EXERCISE REQUIREMENTS: In the material below, put the lines from the line with "trace: ridge of" up to and including the line with "[[[412,2],[0,9],[3,299],[414,277]]]" into a JSON list of strings, one string per line, leaving out blank lines.

AVAILABLE DATA:
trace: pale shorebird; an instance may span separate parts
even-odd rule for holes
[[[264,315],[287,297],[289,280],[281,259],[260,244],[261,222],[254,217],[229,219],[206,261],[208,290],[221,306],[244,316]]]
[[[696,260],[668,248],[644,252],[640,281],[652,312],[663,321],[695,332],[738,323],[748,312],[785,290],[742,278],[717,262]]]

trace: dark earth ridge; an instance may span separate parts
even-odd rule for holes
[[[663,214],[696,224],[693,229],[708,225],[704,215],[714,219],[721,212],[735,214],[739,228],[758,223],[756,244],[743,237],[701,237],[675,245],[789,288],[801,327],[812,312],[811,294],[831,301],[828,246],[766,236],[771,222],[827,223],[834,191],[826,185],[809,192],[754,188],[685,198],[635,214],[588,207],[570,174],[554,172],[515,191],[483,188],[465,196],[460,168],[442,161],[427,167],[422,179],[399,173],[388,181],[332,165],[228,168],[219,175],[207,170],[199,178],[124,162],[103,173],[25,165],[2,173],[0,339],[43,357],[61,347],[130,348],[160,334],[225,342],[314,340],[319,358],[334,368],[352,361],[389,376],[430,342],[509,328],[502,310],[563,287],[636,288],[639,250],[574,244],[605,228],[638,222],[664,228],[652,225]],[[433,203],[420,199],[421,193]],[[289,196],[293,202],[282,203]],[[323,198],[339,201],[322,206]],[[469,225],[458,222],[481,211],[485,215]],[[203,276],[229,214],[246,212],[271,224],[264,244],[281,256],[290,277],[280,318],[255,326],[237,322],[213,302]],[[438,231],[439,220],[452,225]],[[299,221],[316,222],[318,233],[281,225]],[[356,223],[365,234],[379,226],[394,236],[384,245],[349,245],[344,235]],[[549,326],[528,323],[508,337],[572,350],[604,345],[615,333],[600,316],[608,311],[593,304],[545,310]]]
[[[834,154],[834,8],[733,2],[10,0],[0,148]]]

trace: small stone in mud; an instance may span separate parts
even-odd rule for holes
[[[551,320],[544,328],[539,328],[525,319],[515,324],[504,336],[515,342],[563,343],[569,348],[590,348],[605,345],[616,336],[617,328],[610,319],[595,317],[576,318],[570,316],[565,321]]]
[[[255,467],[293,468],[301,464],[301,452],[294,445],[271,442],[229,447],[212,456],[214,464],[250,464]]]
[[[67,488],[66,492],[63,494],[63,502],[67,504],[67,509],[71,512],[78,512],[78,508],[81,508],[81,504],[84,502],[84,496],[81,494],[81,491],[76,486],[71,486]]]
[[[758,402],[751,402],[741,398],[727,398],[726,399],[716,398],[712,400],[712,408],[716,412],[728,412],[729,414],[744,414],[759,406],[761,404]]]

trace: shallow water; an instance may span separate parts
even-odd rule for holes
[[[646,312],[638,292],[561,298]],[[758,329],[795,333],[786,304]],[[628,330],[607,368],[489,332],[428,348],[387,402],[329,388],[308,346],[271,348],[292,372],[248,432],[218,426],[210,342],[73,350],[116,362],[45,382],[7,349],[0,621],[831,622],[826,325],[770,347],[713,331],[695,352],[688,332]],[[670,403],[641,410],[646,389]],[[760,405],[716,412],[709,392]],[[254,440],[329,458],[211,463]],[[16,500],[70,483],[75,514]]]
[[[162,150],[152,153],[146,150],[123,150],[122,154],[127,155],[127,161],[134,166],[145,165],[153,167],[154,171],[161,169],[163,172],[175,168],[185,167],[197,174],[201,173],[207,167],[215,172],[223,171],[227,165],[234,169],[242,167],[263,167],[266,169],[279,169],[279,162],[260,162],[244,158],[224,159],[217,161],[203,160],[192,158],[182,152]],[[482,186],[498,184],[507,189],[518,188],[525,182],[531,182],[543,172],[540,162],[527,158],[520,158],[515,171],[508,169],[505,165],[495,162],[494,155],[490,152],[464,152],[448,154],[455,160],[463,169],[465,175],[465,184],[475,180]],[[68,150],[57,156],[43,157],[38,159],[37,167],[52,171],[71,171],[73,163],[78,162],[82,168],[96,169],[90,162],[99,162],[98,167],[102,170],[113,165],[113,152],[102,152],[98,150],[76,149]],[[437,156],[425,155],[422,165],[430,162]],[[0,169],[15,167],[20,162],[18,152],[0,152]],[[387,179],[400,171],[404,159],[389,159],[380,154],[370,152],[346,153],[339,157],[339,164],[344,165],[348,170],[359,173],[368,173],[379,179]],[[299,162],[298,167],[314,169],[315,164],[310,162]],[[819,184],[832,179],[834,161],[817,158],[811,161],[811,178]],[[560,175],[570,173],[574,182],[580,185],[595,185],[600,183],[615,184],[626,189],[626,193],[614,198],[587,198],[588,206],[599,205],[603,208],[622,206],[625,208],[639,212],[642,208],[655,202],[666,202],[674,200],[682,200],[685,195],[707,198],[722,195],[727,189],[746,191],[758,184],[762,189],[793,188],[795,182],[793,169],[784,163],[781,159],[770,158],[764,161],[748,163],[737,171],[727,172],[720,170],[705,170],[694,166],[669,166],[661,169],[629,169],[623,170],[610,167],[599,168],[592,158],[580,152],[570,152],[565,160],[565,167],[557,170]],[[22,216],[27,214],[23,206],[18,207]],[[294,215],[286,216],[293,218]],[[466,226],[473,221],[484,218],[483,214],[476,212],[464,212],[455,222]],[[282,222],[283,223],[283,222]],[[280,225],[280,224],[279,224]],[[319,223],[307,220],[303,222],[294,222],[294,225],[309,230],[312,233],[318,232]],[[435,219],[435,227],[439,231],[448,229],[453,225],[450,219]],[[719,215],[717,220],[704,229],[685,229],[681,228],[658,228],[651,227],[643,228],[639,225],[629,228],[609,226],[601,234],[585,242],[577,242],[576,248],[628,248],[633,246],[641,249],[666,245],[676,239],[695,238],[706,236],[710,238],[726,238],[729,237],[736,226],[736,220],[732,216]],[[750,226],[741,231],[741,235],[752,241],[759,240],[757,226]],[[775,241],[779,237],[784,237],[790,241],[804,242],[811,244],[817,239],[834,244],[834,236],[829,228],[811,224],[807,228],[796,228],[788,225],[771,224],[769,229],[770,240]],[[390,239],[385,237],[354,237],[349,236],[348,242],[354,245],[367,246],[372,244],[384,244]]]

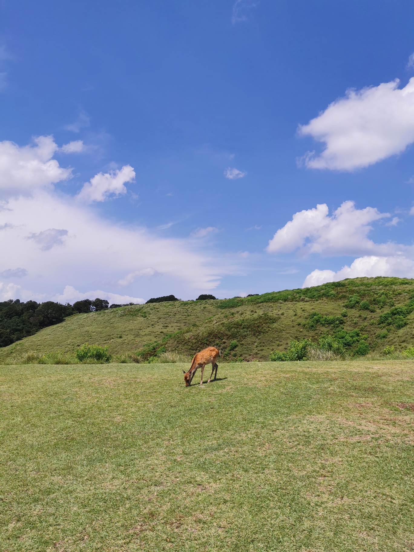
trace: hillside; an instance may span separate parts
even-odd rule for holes
[[[267,360],[291,339],[339,332],[355,343],[364,339],[371,351],[399,351],[414,343],[413,298],[414,280],[377,277],[246,298],[132,305],[73,315],[0,349],[0,362],[34,349],[70,352],[86,342],[108,346],[113,354],[144,348],[145,358],[161,346],[189,355],[214,345],[228,360]]]

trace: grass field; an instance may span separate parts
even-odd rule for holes
[[[0,367],[2,551],[414,550],[414,362],[181,368]]]

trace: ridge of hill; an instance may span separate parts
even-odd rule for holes
[[[414,343],[414,279],[347,279],[248,298],[174,301],[73,315],[63,322],[0,349],[0,363],[31,350],[71,352],[86,342],[112,354],[161,351],[187,355],[209,345],[227,360],[268,360],[291,339],[323,335],[363,339],[371,351]],[[343,332],[345,332],[343,333]],[[356,336],[356,337],[355,337]],[[352,353],[352,347],[349,349]]]

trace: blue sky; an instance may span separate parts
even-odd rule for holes
[[[412,2],[0,9],[3,299],[414,277]]]

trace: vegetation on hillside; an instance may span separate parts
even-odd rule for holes
[[[414,344],[413,332],[414,280],[361,278],[246,298],[163,301],[75,314],[0,349],[0,362],[29,351],[73,353],[87,342],[143,362],[167,353],[191,357],[210,345],[228,361],[265,360],[272,352],[287,354],[291,341],[302,339],[320,354],[322,338],[325,344],[328,338],[336,344],[331,356],[347,358],[382,353],[386,347],[397,354]]]

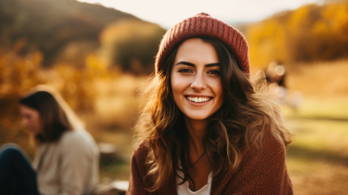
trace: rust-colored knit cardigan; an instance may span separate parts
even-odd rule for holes
[[[237,173],[228,173],[220,184],[213,178],[211,194],[251,195],[293,195],[292,186],[285,165],[285,153],[282,144],[269,129],[258,149],[245,147]],[[145,189],[153,181],[143,179],[148,170],[146,164],[150,148],[141,145],[132,155],[129,187],[127,194],[176,195],[175,176],[161,189],[153,193]]]

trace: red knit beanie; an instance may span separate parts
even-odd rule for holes
[[[213,37],[224,43],[236,56],[239,68],[249,74],[248,44],[243,35],[233,27],[204,13],[185,19],[167,31],[156,56],[156,74],[178,43],[190,38],[202,36]]]

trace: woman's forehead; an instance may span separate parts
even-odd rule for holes
[[[206,64],[219,63],[220,59],[212,44],[192,38],[184,41],[178,48],[174,63],[181,61]]]

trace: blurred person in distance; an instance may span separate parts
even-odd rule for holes
[[[100,153],[75,113],[47,86],[38,86],[19,104],[22,123],[33,133],[37,150],[31,163],[16,144],[0,148],[0,194],[91,194],[98,178]]]
[[[264,75],[250,80],[248,50],[204,13],[168,30],[141,97],[128,194],[293,194],[292,135]]]
[[[270,88],[282,104],[290,106],[296,111],[302,99],[299,91],[289,92],[287,89],[285,78],[287,73],[286,66],[280,62],[270,63],[266,70],[266,79]]]

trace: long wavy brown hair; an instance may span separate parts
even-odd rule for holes
[[[258,147],[266,126],[284,149],[292,135],[283,125],[280,107],[272,100],[264,74],[259,72],[251,80],[224,44],[213,38],[199,38],[214,46],[220,59],[223,103],[209,117],[211,122],[203,140],[210,171],[219,182],[228,171],[238,171],[242,147]],[[193,182],[186,166],[188,141],[183,114],[174,101],[170,82],[171,70],[180,45],[139,94],[147,102],[135,127],[136,144],[143,143],[150,148],[147,162],[150,168],[146,177],[155,179],[153,186],[147,187],[150,191],[177,176],[177,170],[184,173],[183,182],[188,179]]]

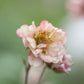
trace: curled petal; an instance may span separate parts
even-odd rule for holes
[[[31,66],[34,66],[34,67],[39,67],[43,64],[43,61],[38,58],[38,57],[35,57],[32,52],[30,51],[30,56],[28,56],[28,63],[31,65]]]

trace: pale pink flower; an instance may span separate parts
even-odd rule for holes
[[[33,66],[40,66],[45,63],[64,63],[66,50],[66,33],[62,29],[55,28],[48,21],[42,21],[40,26],[23,25],[16,31],[22,38],[24,46],[30,48],[28,62]]]

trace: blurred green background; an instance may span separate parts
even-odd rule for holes
[[[21,57],[27,60],[28,52],[24,52],[16,29],[32,21],[39,25],[42,20],[60,28],[65,15],[65,0],[0,0],[0,84],[22,84],[24,65]],[[80,65],[74,67],[69,75],[47,70],[46,80],[51,84],[84,84]]]

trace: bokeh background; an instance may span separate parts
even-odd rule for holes
[[[0,84],[22,84],[24,64],[21,57],[27,61],[28,52],[24,52],[16,29],[32,21],[39,25],[42,20],[61,28],[61,21],[67,15],[65,3],[66,0],[0,0]],[[47,69],[44,82],[84,84],[83,62],[77,62],[73,55],[72,59],[75,63],[69,74],[56,74]]]

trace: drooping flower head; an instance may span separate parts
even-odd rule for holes
[[[34,22],[30,26],[23,25],[16,33],[22,38],[24,46],[31,50],[28,56],[30,65],[40,66],[43,62],[58,65],[64,62],[66,33],[62,29],[42,21],[38,27]]]

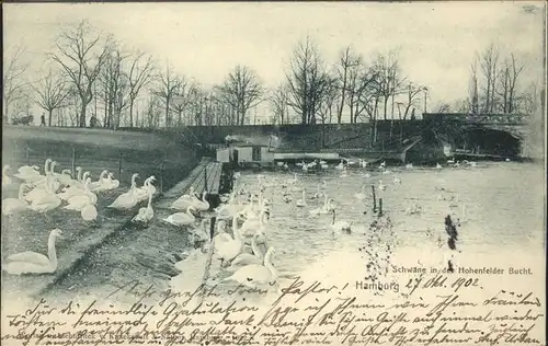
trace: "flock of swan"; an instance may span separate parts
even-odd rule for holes
[[[21,184],[18,198],[2,200],[2,214],[11,216],[22,210],[33,210],[47,216],[48,211],[65,204],[62,209],[80,212],[84,221],[94,221],[98,217],[95,208],[98,194],[117,188],[119,182],[114,180],[113,174],[109,171],[103,171],[95,182],[91,180],[89,172],[82,173],[81,168],[77,168],[77,177],[72,177],[70,170],[56,173],[56,164],[57,162],[47,159],[44,164],[44,174],[41,174],[38,166],[21,166],[13,177],[8,175],[10,168],[5,165],[2,170],[2,187],[14,184],[15,178],[21,181]],[[475,162],[465,161],[461,163],[452,160],[447,162],[447,165],[453,168],[460,164],[476,166]],[[282,162],[278,165],[285,169],[287,163]],[[300,162],[296,165],[305,172],[309,169],[329,166],[324,161],[318,160],[310,163]],[[334,168],[341,171],[341,177],[344,177],[349,166],[366,169],[368,162],[362,159],[357,162],[341,160]],[[413,166],[407,164],[406,169],[412,170]],[[436,169],[442,170],[443,168],[437,163]],[[378,170],[381,174],[392,174],[393,184],[401,184],[400,177],[387,169],[386,162],[381,162]],[[117,196],[107,208],[130,210],[148,199],[147,206],[140,208],[132,219],[134,222],[147,223],[155,216],[152,197],[157,189],[152,183],[156,177],[149,176],[142,186],[138,187],[136,184],[138,176],[137,173],[133,174],[129,189]],[[238,176],[236,175],[236,177]],[[365,173],[364,176],[370,177],[370,174]],[[266,189],[275,189],[278,186],[275,183],[266,182],[264,175],[259,175],[258,180],[259,187],[256,189],[248,191],[246,186],[241,186],[230,195],[221,196],[222,204],[214,209],[218,222],[213,237],[207,229],[208,219],[198,220],[202,211],[210,209],[206,199],[207,192],[204,192],[199,198],[191,187],[187,194],[182,195],[170,205],[173,214],[161,220],[175,228],[194,228],[191,231],[194,242],[206,244],[203,249],[213,246],[213,253],[220,261],[221,268],[231,273],[222,281],[235,280],[251,288],[266,284],[272,286],[279,276],[272,264],[275,249],[267,245],[267,223],[272,214],[272,200],[265,197]],[[365,188],[366,185],[363,185],[361,191],[354,194],[357,200],[367,197]],[[379,191],[386,189],[381,180],[379,180],[377,188]],[[338,220],[338,204],[329,197],[324,181],[322,184],[318,184],[315,194],[307,195],[298,175],[295,174],[293,178],[281,184],[281,192],[285,203],[290,204],[295,199],[295,207],[308,208],[310,217],[331,215],[329,228],[333,234],[352,232],[352,222]],[[294,193],[297,193],[298,197],[294,197]],[[418,207],[408,210],[408,212],[419,212],[420,210],[416,209]],[[196,222],[199,222],[199,226],[196,227]],[[231,234],[228,232],[229,227]],[[57,268],[55,242],[58,238],[62,238],[62,232],[59,229],[52,230],[48,239],[48,256],[35,252],[14,254],[7,258],[7,264],[2,265],[2,269],[15,275],[54,273]]]
[[[13,216],[22,211],[34,211],[42,214],[49,220],[48,212],[61,207],[67,211],[76,211],[85,222],[94,222],[98,218],[98,194],[118,188],[119,181],[114,178],[113,173],[104,170],[98,181],[91,180],[90,172],[83,172],[82,168],[76,168],[77,176],[73,177],[70,170],[55,172],[57,162],[46,159],[44,174],[37,165],[23,165],[18,173],[9,175],[9,165],[2,169],[2,189],[19,184],[18,198],[2,199],[2,215]],[[117,210],[129,210],[140,201],[148,198],[148,206],[140,208],[134,221],[147,222],[152,216],[152,196],[156,187],[151,183],[156,180],[152,175],[145,180],[141,187],[137,187],[136,178],[139,174],[132,176],[129,191],[119,195],[107,208]],[[62,238],[59,229],[54,229],[48,238],[48,256],[35,252],[22,252],[7,257],[2,269],[9,274],[43,274],[54,273],[57,269],[56,240]]]

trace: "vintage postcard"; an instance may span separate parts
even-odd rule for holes
[[[2,346],[546,345],[546,2],[2,10]]]

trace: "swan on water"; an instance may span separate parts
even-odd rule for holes
[[[386,189],[386,185],[383,184],[383,181],[378,181],[378,189],[380,189],[380,191],[385,191]]]
[[[331,221],[331,229],[333,230],[334,233],[339,232],[350,232],[352,230],[352,222],[346,222],[346,221],[335,221],[336,219],[336,212],[335,208],[331,209],[331,212],[333,214],[333,219]]]
[[[109,174],[106,174],[106,178],[105,178],[105,188],[106,189],[115,189],[115,188],[118,188],[119,186],[119,181],[118,180],[115,180],[114,178],[114,174],[109,172]]]
[[[55,242],[58,238],[62,238],[62,232],[59,229],[54,229],[49,232],[47,240],[47,256],[36,252],[22,252],[8,256],[2,269],[8,274],[50,274],[57,269],[57,253]]]
[[[173,226],[186,226],[192,224],[196,220],[192,211],[196,211],[196,208],[190,206],[186,208],[186,212],[175,212],[170,215],[168,218],[163,219],[163,221],[171,223]]]
[[[202,199],[194,199],[193,206],[198,210],[198,211],[207,211],[209,210],[209,201],[207,201],[206,196],[207,192],[204,191],[202,193]]]
[[[340,170],[340,171],[344,170],[344,161],[343,161],[343,160],[341,160],[341,162],[339,162],[339,164],[338,164],[338,165],[335,165],[335,169],[338,169],[338,170]]]
[[[152,191],[148,192],[148,204],[146,207],[139,208],[139,212],[132,219],[133,222],[148,223],[155,217],[152,209]]]
[[[232,221],[232,233],[233,238],[229,241],[224,241],[220,243],[215,242],[215,252],[217,253],[221,267],[227,267],[229,262],[232,261],[243,251],[243,237],[242,229],[238,228],[238,218],[235,217]]]
[[[18,198],[5,198],[2,199],[2,214],[13,215],[21,210],[26,210],[28,208],[28,203],[24,198],[24,194],[28,188],[27,184],[21,184],[19,186],[19,197]]]
[[[297,199],[297,203],[295,204],[297,207],[306,207],[307,205],[307,193],[304,189],[302,191],[302,197],[300,199]]]
[[[367,196],[365,195],[365,184],[362,185],[362,191],[359,193],[354,194],[354,198],[356,199],[365,199]]]
[[[259,285],[275,285],[278,278],[278,273],[271,262],[274,253],[274,247],[269,247],[266,254],[264,255],[263,264],[250,264],[243,266],[231,276],[222,279],[221,282],[232,280],[252,289],[256,289]]]
[[[250,265],[250,264],[258,264],[261,265],[264,263],[264,256],[259,246],[256,245],[256,239],[260,237],[260,233],[255,233],[253,235],[253,239],[251,240],[251,251],[253,252],[252,254],[243,252],[236,256],[235,260],[232,260],[230,266],[228,267],[228,270],[235,272],[243,266]]]
[[[10,170],[10,165],[9,164],[5,164],[3,168],[2,168],[2,187],[4,186],[9,186],[13,183],[13,180],[11,178],[11,176],[8,175],[8,171]]]
[[[323,207],[315,208],[308,212],[310,212],[311,216],[329,214],[330,205],[331,200],[329,199],[328,194],[323,194]]]
[[[136,182],[135,180],[139,176],[139,174],[134,173],[132,175],[132,186],[126,193],[119,195],[111,205],[106,206],[106,208],[113,208],[118,210],[128,210],[134,208],[139,201],[135,196]]]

WRITTEN SOLUTION:
[
  "trace: ridge of hill; an instance may span separate parts",
  "even-odd rule for holes",
  "[[[414,343],[414,279],[347,279],[248,298],[174,301],[73,315],[63,322],[0,349],[0,363],[31,350],[71,352],[86,342],[112,354],[161,351],[187,355],[209,345],[227,360],[268,360],[291,339],[323,335],[363,339],[371,351]],[[343,332],[345,332],[343,333]],[[356,336],[356,337],[355,337]],[[352,353],[352,347],[349,349]]]",
  "trace: blue sky; an instance may span separate parts",
  "even-odd rule for holes",
  "[[[412,2],[0,9],[3,299],[414,277]]]"
]